::: Working data :::

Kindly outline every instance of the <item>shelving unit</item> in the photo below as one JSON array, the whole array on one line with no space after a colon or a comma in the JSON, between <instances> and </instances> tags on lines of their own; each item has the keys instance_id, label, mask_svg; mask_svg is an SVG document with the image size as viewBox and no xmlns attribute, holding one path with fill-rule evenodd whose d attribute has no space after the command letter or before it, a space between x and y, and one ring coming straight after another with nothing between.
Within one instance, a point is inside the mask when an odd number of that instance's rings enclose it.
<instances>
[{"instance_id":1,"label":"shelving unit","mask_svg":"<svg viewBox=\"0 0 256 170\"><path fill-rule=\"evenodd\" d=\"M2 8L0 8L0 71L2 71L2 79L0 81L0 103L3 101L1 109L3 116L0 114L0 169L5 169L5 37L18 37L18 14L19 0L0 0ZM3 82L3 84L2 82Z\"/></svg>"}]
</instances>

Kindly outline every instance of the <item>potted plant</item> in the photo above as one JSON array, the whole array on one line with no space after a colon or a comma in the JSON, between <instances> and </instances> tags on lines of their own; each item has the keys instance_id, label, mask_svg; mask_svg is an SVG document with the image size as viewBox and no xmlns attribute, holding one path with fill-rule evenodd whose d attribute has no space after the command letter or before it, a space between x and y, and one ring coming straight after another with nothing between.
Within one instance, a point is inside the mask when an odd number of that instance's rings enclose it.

:::

• Job: Rewrite the entries above, swapping each occurrence of "Kindly" for "Please" and leaving all other text unchanged.

• Task answer:
Please outline every instance of the <item>shelving unit</item> in the photo below as one JSON array, the whole array on one line with no space after a colon or a comma in the JSON, between <instances> and </instances> tags on lines of their own; each item has the keys instance_id, label, mask_svg; mask_svg is an SVG document with the image size as viewBox and no xmlns attribute, holding one path with fill-rule evenodd whose d attribute has no space after the command letter or before it, a space between x and y, and one ring coming straight after another with nothing between.
Within one instance, a point is inside the mask when an odd number of that instance's rings enclose it.
<instances>
[{"instance_id":1,"label":"shelving unit","mask_svg":"<svg viewBox=\"0 0 256 170\"><path fill-rule=\"evenodd\" d=\"M2 8L0 8L0 71L2 71L2 79L0 81L0 103L3 101L1 109L3 116L0 114L0 169L5 169L5 37L18 37L18 14L19 0L0 0ZM3 82L3 84L2 82Z\"/></svg>"}]
</instances>

Please outline every instance of the <item>potted plant</item> in the photo above as one JSON array, the whole array on one line with no space after a colon or a comma in the JSON, between <instances> and </instances> tags on lines of their own; each item has the keys instance_id, label, mask_svg; mask_svg is an SVG document with the image size as viewBox and no xmlns attribute, holding one path with fill-rule evenodd whose d attribute has no space after the command letter or before it, a space between x and y, and one ring coming straight after another with nothing between.
Within one instance, a point is inside the mask when an odd number of that instance's rings enclose it.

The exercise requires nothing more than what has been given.